## PROBLEM STATEMENT
Repeat the material word for word, starting at the line that contains "compact form (351,387)." and ending at the end of the material, with both of those ends included. Leave the pictures out of your answer.

--*--

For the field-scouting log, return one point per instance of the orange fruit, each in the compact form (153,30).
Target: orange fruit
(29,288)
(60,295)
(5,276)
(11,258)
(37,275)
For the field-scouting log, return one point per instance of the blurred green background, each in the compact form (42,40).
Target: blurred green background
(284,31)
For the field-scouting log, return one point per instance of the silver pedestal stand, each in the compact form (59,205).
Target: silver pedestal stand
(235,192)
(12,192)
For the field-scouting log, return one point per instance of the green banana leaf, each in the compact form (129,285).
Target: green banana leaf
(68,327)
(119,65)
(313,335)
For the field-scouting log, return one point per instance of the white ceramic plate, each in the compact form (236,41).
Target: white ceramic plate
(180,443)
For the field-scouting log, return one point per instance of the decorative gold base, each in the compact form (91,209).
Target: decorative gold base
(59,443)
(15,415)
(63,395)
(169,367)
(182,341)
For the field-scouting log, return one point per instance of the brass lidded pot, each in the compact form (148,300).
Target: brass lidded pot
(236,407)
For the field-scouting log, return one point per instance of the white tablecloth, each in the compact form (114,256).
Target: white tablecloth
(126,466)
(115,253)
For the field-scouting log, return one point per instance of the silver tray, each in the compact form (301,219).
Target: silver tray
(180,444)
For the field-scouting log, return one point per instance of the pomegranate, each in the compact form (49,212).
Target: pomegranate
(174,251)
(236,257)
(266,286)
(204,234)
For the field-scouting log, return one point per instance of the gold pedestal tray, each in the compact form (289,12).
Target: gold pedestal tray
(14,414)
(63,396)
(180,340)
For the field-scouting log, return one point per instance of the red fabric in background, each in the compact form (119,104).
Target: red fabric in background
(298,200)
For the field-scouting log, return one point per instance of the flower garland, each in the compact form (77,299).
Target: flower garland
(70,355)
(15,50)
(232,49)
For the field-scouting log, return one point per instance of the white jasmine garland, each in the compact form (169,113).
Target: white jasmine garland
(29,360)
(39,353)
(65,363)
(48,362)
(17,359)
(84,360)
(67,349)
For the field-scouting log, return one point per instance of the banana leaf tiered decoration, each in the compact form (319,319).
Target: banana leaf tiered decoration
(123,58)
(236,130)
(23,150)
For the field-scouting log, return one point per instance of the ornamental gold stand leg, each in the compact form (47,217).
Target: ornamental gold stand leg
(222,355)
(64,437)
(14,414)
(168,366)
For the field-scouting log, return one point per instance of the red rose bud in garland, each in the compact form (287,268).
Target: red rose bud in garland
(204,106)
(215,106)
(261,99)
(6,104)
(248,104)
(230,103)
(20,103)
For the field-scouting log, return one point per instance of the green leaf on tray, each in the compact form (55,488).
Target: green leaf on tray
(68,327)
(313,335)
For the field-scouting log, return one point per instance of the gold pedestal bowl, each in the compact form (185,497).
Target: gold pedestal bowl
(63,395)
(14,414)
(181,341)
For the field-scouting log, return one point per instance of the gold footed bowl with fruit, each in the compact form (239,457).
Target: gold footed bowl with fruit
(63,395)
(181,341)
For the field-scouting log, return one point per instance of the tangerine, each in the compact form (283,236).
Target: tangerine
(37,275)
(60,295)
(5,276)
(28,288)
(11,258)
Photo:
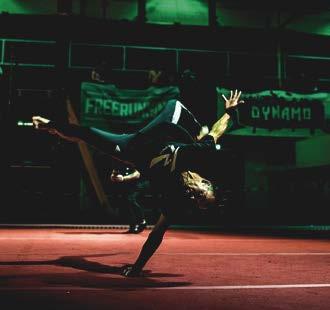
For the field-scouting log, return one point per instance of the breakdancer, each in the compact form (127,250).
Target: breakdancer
(168,152)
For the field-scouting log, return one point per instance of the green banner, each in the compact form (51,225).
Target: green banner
(108,107)
(277,112)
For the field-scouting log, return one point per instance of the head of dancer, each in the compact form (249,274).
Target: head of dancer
(198,189)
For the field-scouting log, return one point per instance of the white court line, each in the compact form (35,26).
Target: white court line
(199,287)
(243,254)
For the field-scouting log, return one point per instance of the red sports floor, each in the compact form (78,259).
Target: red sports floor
(64,268)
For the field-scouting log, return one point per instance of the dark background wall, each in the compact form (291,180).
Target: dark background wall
(46,54)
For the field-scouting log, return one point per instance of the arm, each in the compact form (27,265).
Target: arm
(116,176)
(72,131)
(219,128)
(154,240)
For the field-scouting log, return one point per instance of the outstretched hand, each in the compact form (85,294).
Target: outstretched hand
(41,123)
(233,101)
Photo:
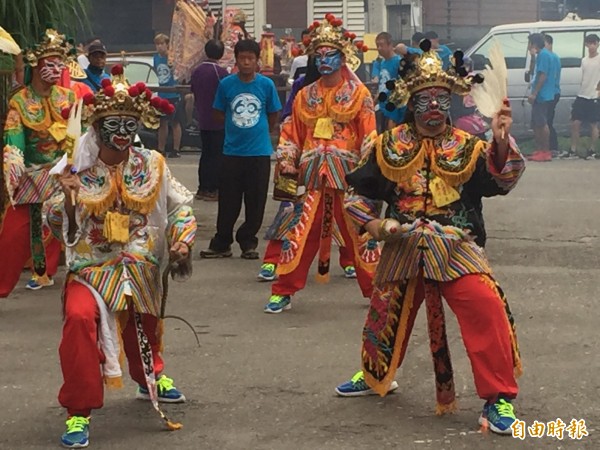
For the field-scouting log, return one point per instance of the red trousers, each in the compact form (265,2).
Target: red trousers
(81,356)
(273,252)
(15,241)
(483,323)
(289,284)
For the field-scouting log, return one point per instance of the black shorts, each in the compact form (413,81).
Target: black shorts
(179,115)
(586,110)
(539,114)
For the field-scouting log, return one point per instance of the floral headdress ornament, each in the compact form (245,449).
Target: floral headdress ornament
(118,98)
(418,72)
(330,33)
(52,44)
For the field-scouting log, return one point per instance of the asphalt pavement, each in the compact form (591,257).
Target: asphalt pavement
(262,381)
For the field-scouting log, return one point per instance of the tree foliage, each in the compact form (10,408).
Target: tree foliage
(26,20)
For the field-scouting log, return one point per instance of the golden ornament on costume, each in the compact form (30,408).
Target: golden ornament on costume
(330,33)
(118,98)
(425,71)
(53,44)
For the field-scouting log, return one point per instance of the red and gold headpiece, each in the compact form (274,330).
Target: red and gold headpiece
(330,33)
(118,98)
(52,44)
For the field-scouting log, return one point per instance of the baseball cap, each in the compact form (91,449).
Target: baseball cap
(96,46)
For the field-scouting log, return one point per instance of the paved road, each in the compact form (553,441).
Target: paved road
(266,382)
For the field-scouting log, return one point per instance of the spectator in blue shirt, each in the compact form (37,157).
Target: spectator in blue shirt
(249,105)
(166,78)
(549,41)
(543,91)
(385,68)
(443,51)
(95,69)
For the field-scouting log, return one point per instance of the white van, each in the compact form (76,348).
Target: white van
(568,38)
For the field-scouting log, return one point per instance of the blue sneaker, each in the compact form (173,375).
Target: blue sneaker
(349,272)
(358,387)
(278,303)
(77,434)
(499,416)
(167,393)
(267,272)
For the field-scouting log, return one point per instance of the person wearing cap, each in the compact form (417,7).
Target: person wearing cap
(443,51)
(320,143)
(130,220)
(34,140)
(431,175)
(95,70)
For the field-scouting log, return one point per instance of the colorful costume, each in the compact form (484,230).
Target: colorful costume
(433,186)
(34,137)
(323,139)
(127,216)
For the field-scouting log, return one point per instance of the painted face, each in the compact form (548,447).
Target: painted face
(431,106)
(118,132)
(328,60)
(51,69)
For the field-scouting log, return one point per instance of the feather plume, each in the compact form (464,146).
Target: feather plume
(489,95)
(7,43)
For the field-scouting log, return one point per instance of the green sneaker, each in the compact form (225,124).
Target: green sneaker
(358,387)
(499,416)
(278,303)
(77,434)
(167,392)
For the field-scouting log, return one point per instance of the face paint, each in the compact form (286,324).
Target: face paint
(51,69)
(431,107)
(118,132)
(328,60)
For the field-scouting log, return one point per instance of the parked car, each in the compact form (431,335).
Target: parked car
(141,68)
(568,38)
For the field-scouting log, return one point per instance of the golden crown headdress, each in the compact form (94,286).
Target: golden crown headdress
(118,98)
(330,33)
(52,44)
(418,72)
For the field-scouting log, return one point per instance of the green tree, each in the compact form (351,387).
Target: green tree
(26,20)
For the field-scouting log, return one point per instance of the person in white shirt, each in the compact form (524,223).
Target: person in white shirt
(586,107)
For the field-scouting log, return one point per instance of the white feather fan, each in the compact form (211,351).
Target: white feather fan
(489,95)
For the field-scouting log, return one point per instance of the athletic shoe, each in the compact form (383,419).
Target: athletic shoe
(214,254)
(541,156)
(37,282)
(349,272)
(499,416)
(167,393)
(267,272)
(358,387)
(77,434)
(567,155)
(278,303)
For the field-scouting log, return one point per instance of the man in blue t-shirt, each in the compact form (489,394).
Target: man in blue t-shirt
(543,91)
(166,79)
(385,68)
(249,105)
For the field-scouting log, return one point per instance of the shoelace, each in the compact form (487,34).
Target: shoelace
(358,377)
(77,424)
(164,383)
(505,409)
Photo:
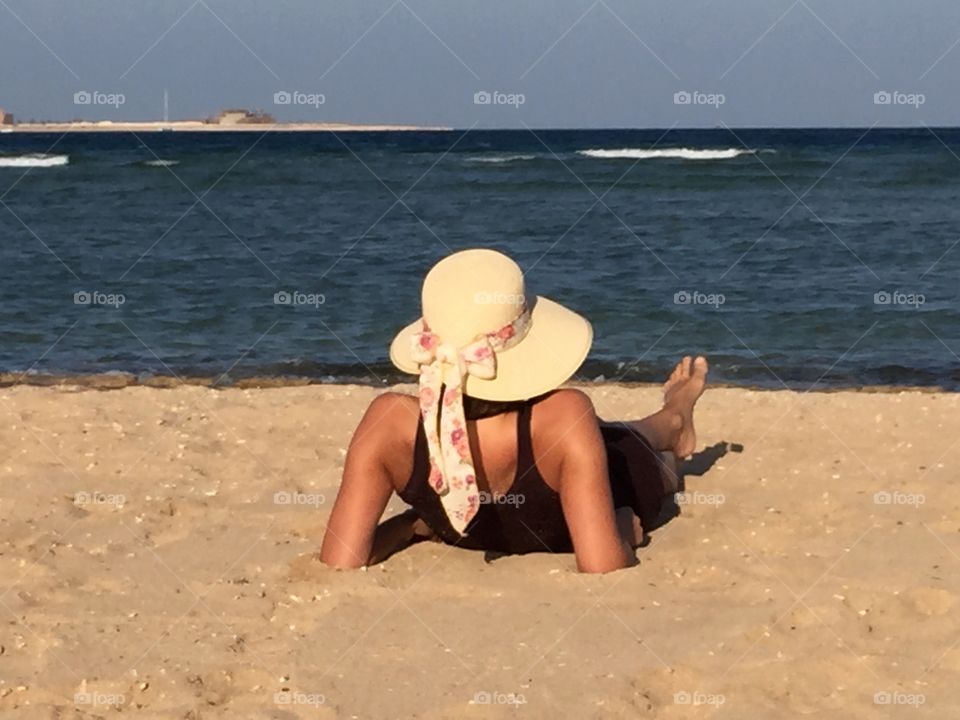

--*--

## SOLVED PROBLEM
For the field-scouting log, return one point per instance of the green tree, each in the compact form (351,387).
Target: green tree
(26,20)
For the field-scouting log, return one point per instance of the person in white shirt, each in the compact form (524,223).
Target: person in white shirt
(586,107)
For the field-scouting log, return one point per instance of the white feather fan, each in the compact form (211,351).
Target: white feather fan
(489,95)
For the field-scouting log, return one point per instance of the athletic shoe, each in the compact form (383,419).
Target: athletic shoe
(214,254)
(541,156)
(37,282)
(349,272)
(499,416)
(167,393)
(267,272)
(358,387)
(77,434)
(567,155)
(278,303)
For the field-scouting log, return one point per instance of the man in blue t-shirt, each in the compact form (489,394).
Target: man in blue t-shirt
(543,91)
(166,79)
(385,68)
(249,105)
For the field-scouting log, return one point per instance of the shoelace, each in the compact form (487,34).
Target: shoelace
(358,377)
(77,424)
(164,383)
(505,409)
Photo:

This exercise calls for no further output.